Selected extract =>
Written By Jason Humphrey

This video is so important for software developers I can't even tell how.

Saying no is one of the most important soft skills you can learn in your life in order to advance your career in tech. #tech #techindustry #programming

As soon as the urge for embracing the world starts to develop in you and you feel you need to say yes to job, side projects, teachings, etc., that's when your life starts to fly off the rails.

In today's video, we are going to discuss why you need to start saying NO if you really want to have a successful career in the tech industry.

Transcript Of The Video:

Jason Humphrey: Have you ever said yes one too many times? But specifically in your dev career, have you said yes too many times? I want you to take heed of this story that I'm about to tell you today of a student of mine who went from having nothing, to having it all, to ultimately nothing.

My name is Jason Humphrey. I help bootcamp students get their first high paying job as a professional software developer. And if you want to hear more about me, check out some of the links below, and let's get into the content of this video. Better yet, let's get into the story of this video.

I want to take it back about a year where this student who we're going to call Phil, about a year ago, had nothing to his name. Had been dumped by his girlfriend, had no money whatsoever to speak of, and was in debt from having to leave college two years too early, and didn't even have the degree to show for it.

We're looking at a situation that actually becomes pretty common for a lot of bootcampers, where there's a lot of things going absolutely wrong that it's like they have one lifeline right now they feel as though, and it's a bootcamp.

He joins a bootcamp. Everything's going great. He's going through the content, he's continuing to move through it fast. He does it all in about four months under their required amount of time they ask for which is six. So, he starts hosting different meetups where he can, he starts working part time on different areas in technology that people are willing to let him. He's hosting free code camp events. He started saying yes to everything he can. He meets somebody, low and behold that helps him get a job.

So, he starts then working at a company full time while still trying to do all this stuff he had just picked up from. So, now he has a job, he has this side work picked up, and he keeps looking for more. Because at this point in his life, he still had hardly any money. Yeah, you just got a job, but it's not like they drop a hundred Gs in your lap. So, the $1000 a week you might be getting is now more like an extra $200 a week.

And this is where you can start to cloud your judgment without stepping back and taking the 50,000 foot view of your entire situation. This is the first part in the lesson.

He got the job, he got what he was looking for, but he kept saying yes to everything from this point on, because he didn't take a step back and look at it. Because what was he desperate for? He was desperate for that comfortable living.

Excerpts from pointing data:
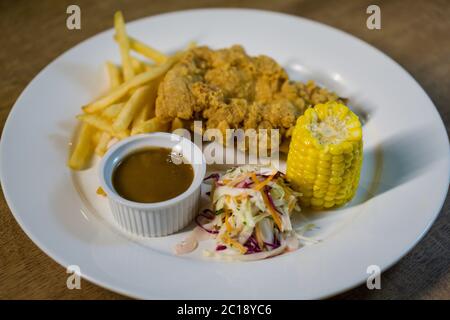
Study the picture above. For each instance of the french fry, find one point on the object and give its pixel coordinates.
(131, 108)
(114, 75)
(151, 125)
(113, 110)
(102, 124)
(124, 46)
(102, 145)
(177, 123)
(145, 50)
(139, 80)
(83, 149)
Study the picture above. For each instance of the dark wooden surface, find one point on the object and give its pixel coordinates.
(415, 33)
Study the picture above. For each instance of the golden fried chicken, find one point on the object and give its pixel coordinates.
(230, 90)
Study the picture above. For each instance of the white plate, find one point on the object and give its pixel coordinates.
(404, 181)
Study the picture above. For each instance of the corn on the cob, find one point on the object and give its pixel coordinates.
(325, 155)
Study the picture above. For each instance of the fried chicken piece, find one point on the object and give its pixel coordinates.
(232, 90)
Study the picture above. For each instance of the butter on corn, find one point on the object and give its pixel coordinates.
(325, 155)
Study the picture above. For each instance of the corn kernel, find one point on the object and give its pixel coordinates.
(325, 155)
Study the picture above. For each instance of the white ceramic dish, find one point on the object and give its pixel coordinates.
(153, 219)
(404, 181)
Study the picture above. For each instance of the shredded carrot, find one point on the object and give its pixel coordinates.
(272, 212)
(254, 178)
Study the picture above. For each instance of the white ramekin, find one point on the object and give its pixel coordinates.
(160, 218)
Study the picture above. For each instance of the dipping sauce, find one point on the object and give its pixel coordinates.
(149, 175)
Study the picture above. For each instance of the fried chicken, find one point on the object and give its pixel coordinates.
(230, 90)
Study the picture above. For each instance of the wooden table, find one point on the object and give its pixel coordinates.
(414, 33)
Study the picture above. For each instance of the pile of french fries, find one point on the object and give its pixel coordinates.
(129, 106)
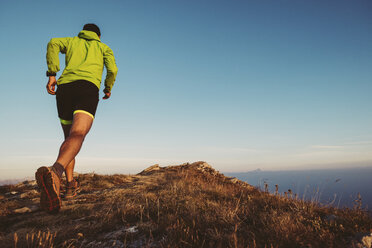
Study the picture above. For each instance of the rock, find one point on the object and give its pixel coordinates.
(121, 232)
(331, 218)
(363, 240)
(28, 194)
(234, 180)
(146, 171)
(12, 193)
(22, 210)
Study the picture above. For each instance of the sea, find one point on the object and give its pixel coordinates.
(342, 188)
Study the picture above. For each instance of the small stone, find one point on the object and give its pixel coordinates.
(22, 210)
(28, 194)
(12, 193)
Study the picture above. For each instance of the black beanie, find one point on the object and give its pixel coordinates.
(92, 27)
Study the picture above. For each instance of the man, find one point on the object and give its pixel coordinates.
(77, 99)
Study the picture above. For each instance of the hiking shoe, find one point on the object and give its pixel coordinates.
(49, 185)
(72, 189)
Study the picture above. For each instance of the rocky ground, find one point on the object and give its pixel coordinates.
(190, 205)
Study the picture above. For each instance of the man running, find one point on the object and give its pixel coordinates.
(77, 99)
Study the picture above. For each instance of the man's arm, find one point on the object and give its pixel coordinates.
(112, 70)
(55, 46)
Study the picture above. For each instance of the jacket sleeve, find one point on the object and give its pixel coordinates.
(112, 70)
(55, 46)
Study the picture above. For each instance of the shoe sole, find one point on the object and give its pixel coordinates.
(70, 196)
(49, 197)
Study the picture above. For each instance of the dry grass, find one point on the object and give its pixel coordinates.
(181, 206)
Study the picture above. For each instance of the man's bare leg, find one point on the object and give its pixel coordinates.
(80, 127)
(69, 170)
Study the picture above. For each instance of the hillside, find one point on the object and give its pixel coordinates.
(190, 205)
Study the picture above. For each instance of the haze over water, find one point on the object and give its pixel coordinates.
(339, 187)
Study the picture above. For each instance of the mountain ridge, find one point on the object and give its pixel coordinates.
(188, 205)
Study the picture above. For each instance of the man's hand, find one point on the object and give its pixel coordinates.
(51, 85)
(106, 96)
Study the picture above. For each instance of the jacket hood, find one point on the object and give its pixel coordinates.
(88, 35)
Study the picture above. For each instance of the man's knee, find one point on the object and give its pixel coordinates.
(78, 134)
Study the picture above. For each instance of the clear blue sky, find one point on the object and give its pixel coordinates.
(239, 84)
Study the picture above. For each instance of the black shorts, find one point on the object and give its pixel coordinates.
(77, 96)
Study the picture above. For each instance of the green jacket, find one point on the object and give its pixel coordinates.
(85, 57)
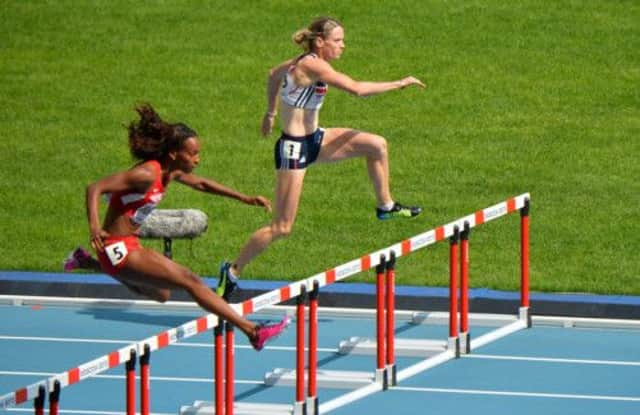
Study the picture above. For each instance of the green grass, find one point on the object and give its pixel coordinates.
(537, 96)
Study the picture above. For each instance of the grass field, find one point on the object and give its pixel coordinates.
(537, 96)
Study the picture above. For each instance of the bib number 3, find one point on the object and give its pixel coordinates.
(292, 149)
(116, 252)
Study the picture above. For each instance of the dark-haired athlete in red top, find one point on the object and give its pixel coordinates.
(167, 152)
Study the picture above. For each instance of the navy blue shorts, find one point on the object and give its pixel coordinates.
(293, 153)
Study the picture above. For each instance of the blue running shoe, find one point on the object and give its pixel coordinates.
(227, 284)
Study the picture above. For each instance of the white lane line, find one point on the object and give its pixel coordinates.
(556, 360)
(518, 394)
(82, 411)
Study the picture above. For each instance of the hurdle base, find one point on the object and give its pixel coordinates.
(402, 347)
(208, 408)
(334, 379)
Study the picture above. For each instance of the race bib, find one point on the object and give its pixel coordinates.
(116, 252)
(291, 149)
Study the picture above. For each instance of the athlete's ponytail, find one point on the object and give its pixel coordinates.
(319, 28)
(151, 138)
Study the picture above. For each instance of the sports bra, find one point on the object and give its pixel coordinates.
(309, 97)
(137, 206)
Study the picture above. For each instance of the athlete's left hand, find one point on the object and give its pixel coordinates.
(267, 123)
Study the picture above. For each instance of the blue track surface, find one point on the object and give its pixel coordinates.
(533, 371)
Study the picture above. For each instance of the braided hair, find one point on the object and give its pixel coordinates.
(151, 138)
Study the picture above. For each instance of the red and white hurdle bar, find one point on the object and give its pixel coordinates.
(285, 293)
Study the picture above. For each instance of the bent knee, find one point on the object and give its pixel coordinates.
(379, 146)
(162, 295)
(281, 229)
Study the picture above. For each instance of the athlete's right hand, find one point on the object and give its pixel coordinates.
(267, 124)
(410, 80)
(97, 239)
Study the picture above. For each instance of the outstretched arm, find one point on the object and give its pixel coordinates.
(210, 186)
(321, 69)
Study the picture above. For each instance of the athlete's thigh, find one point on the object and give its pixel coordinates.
(288, 191)
(343, 143)
(147, 267)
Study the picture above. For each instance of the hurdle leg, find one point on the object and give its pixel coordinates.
(525, 313)
(312, 393)
(130, 368)
(381, 373)
(465, 337)
(229, 369)
(390, 292)
(145, 382)
(454, 340)
(54, 398)
(300, 404)
(167, 248)
(219, 367)
(38, 402)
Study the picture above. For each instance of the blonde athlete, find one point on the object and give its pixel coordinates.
(301, 85)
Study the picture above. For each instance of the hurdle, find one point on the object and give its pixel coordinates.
(170, 224)
(38, 390)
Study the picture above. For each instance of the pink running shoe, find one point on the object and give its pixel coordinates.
(268, 332)
(74, 259)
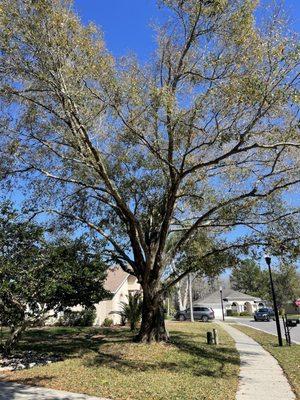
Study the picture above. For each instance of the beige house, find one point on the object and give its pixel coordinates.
(120, 284)
(232, 300)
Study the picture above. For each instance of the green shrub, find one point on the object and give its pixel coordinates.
(108, 322)
(86, 317)
(232, 313)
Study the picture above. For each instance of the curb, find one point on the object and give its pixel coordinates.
(258, 329)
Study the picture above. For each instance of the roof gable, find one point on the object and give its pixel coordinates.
(228, 294)
(115, 279)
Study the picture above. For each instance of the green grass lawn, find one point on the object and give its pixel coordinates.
(113, 366)
(287, 357)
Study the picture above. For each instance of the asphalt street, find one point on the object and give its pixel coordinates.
(269, 327)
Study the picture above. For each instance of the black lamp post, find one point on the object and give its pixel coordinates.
(221, 294)
(268, 261)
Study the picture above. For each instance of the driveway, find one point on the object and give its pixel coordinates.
(269, 327)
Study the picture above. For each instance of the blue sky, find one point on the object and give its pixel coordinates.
(127, 23)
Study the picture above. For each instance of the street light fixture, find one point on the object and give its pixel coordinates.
(221, 294)
(268, 262)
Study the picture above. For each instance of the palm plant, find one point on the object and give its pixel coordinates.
(132, 311)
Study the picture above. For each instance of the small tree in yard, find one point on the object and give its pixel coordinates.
(38, 279)
(202, 138)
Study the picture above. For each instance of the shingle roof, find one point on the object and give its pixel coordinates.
(115, 277)
(228, 294)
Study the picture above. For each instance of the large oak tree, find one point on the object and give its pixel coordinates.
(204, 137)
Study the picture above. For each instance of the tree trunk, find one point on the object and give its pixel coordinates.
(191, 296)
(153, 320)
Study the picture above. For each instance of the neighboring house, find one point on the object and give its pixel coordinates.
(120, 284)
(232, 300)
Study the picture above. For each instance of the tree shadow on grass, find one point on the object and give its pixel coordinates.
(196, 358)
(68, 342)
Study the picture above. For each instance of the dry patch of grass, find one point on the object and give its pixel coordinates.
(114, 367)
(287, 357)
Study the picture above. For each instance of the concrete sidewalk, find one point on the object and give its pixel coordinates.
(260, 377)
(15, 391)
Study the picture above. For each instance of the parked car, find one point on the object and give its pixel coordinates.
(200, 313)
(264, 314)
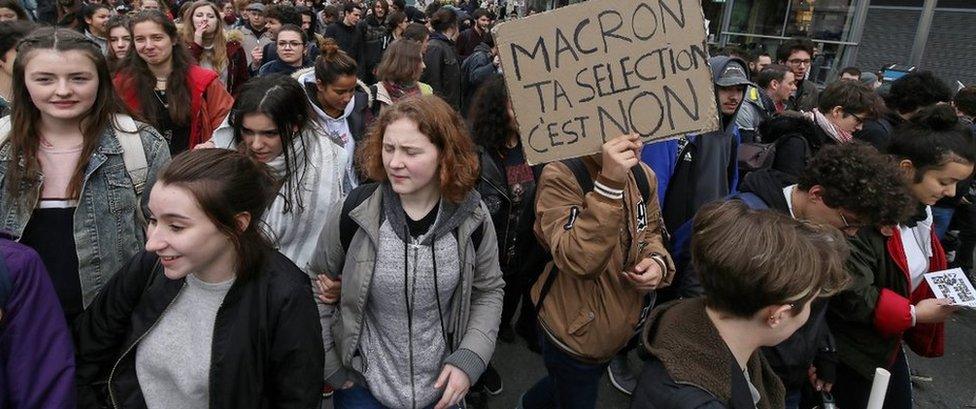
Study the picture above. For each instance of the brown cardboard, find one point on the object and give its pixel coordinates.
(586, 73)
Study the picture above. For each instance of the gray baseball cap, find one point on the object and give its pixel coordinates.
(733, 74)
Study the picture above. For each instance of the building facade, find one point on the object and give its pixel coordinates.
(931, 35)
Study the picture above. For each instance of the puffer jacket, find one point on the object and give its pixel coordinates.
(443, 72)
(591, 311)
(691, 366)
(210, 102)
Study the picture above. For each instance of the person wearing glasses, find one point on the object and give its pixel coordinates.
(290, 46)
(843, 108)
(797, 55)
(844, 186)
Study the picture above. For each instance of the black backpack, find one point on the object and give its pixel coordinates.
(585, 182)
(5, 285)
(348, 227)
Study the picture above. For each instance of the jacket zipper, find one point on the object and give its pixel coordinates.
(508, 220)
(111, 374)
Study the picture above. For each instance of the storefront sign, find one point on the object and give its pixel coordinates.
(586, 73)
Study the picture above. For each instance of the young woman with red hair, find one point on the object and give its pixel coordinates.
(422, 290)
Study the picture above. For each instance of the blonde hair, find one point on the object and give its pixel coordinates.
(766, 255)
(217, 54)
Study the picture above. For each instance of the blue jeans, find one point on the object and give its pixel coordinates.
(571, 384)
(941, 217)
(852, 390)
(359, 397)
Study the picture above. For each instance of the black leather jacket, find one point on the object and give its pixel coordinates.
(267, 341)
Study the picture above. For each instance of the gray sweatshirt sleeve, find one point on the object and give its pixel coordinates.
(487, 290)
(328, 260)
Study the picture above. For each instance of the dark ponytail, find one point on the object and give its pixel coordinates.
(933, 138)
(443, 20)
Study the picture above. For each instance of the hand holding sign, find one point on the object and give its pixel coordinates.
(583, 74)
(619, 155)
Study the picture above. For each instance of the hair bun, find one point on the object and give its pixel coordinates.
(938, 117)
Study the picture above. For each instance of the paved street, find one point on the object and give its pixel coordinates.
(953, 384)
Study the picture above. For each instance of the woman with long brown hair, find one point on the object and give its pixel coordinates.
(209, 315)
(398, 75)
(212, 47)
(72, 169)
(182, 100)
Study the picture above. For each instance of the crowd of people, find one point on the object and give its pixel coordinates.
(268, 204)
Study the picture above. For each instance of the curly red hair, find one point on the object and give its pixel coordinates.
(458, 167)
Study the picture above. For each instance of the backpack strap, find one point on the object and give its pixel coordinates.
(347, 226)
(585, 182)
(133, 152)
(4, 129)
(642, 183)
(6, 285)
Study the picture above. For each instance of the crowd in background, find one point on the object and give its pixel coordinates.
(268, 204)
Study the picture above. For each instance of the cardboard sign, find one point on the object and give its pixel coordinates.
(586, 73)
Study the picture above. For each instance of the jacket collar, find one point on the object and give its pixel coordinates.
(700, 363)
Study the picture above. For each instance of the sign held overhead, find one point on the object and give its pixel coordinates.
(586, 73)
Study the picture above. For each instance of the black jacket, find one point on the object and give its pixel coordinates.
(267, 341)
(351, 39)
(526, 261)
(792, 136)
(813, 342)
(691, 367)
(443, 72)
(475, 70)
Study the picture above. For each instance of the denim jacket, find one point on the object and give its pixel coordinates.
(106, 230)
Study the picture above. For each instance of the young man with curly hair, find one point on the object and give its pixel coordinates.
(845, 186)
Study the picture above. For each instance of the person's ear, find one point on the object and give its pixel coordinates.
(815, 194)
(776, 313)
(243, 220)
(837, 112)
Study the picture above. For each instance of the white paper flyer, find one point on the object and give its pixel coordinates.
(954, 285)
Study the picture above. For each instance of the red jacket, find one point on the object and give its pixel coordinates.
(209, 101)
(237, 72)
(893, 313)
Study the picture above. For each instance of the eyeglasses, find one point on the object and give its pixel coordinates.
(857, 117)
(289, 44)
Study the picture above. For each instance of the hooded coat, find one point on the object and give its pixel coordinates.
(706, 167)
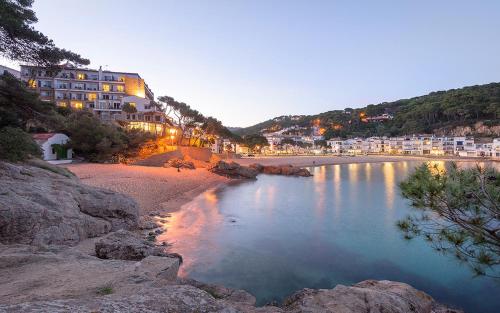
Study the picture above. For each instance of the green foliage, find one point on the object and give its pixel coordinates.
(16, 145)
(254, 142)
(128, 108)
(458, 213)
(193, 124)
(20, 107)
(105, 290)
(20, 41)
(424, 114)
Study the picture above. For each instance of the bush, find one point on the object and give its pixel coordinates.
(16, 145)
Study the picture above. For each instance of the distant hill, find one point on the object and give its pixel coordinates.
(437, 112)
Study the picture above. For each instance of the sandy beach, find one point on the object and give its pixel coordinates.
(165, 189)
(154, 188)
(332, 160)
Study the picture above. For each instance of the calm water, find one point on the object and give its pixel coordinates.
(276, 235)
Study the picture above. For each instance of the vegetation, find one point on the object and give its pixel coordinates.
(425, 114)
(99, 142)
(16, 145)
(459, 213)
(105, 290)
(21, 42)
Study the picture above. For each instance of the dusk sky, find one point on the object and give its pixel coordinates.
(247, 61)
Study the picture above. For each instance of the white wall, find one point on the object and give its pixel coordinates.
(60, 139)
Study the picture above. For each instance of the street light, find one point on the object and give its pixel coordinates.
(172, 135)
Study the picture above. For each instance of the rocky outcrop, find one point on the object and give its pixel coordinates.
(367, 296)
(125, 245)
(233, 170)
(287, 170)
(180, 163)
(41, 207)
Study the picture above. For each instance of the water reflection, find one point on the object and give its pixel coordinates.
(389, 175)
(280, 234)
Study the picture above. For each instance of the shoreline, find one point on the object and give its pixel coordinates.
(159, 189)
(311, 161)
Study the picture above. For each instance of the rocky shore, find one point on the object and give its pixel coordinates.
(69, 247)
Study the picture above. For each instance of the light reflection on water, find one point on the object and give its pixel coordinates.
(279, 234)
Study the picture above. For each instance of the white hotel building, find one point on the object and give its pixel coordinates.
(418, 145)
(101, 91)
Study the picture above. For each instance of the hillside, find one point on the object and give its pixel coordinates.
(438, 112)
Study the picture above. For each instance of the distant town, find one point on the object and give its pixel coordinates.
(126, 99)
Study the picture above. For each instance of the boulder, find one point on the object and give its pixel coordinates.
(42, 207)
(180, 163)
(125, 245)
(367, 296)
(233, 170)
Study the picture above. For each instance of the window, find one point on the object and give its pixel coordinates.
(32, 83)
(76, 104)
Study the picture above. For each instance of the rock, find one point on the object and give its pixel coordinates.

Set tasks =>
1. According to the talk on saying no in a tech career, how long did Phil take to get through the bootcamp content?
2. Pick up the talk on saying no in a tech career after its last sentence and carry it on for a paragraph or two in the same speaking voice.
The listing is separate material and has nothing to do with the talk on saying no.

Results of the exercise =>
1. About four months, under the six the bootcamp asks for.

2.
Low and behold at the job he's saying yes as well, too. So, what does he start doing at the job? Well, he starts taking on extra tickets. He starts taking on and joining extra groups. He starts staying later. He starts doing what it takes to be successful at the job, but ultimately then he shifts to a point where he goes, okay, well I need to also be learning. I need to go back and finish my degree now. So, I'm going to go to a local university and show up at classes weeknights.

Now, that's not where the story stops. The story keeps going here. As you can tell, Phil is very hungry for success. He's hungry really to satisfy that want to always getting out of that spot in life where he felt that he didn't have a high quality of living. Where's the time for his family? Where's the time for himself? Where is all this other time going? Right? Well, it's going to these four things, and this is where the story starts going down.

He took on too much, said yes too many times to ultimately start crumbling away. So, what happened is he sustained that for I think about six months. And at that six months mark is when he started to realize that holy crap. He had the money coming in. He had finally made enough from work. He had enough to live comfortably. He had got what he wanted, but now he was extremely unhappy, because he didn't have time for himself. He didn't play the long game. He played the short game. Don't ever play the short game, because the short game ultimately might burn you into the ground.

Now at this point he ends up dropping the job, dropping the volunteering, and almost, not dropping work, but he wasn't doing as well at work as he once was, and it was noticeable. So, now he's affecting the main parts of his life that he didn't want to.

But now what he's done, he's actually taken a step back, and looked at how he blocked his time, and he's gone back and had to say no to everything. But it also has burned bridges in this case, because that company he signed up to help out with might not want him back in the future, because he cold turkey cutoff doing anything for them. Also the volunteering opportunities he had. He had started to build a good network that all of a sudden he's non-existent and gone at.

He didn't have to say yes to everything. What he needed to do was take that step back, and look at his time and how he's allocating it to see if he was focusing on what was most effective for him in his life. Because what he came to realize at the end of all this is that he wasn't spending his time towards the goals and things he actually wanted to accomplish, because lo and behold, what he really wanted was a comfortable living. He wanted to feel like he belonged, and one of the ways he felt like that was a degree because he wasn't able to finish it before. So finishing that up was a big thing to him. And then ultimately being really successful at the job.

Some of these other things he picked up were just ways to get to the comfortable living, and it wasn't the best thing for him when he's looking back at it retrospectively. And ultimately he learned to say no out of this.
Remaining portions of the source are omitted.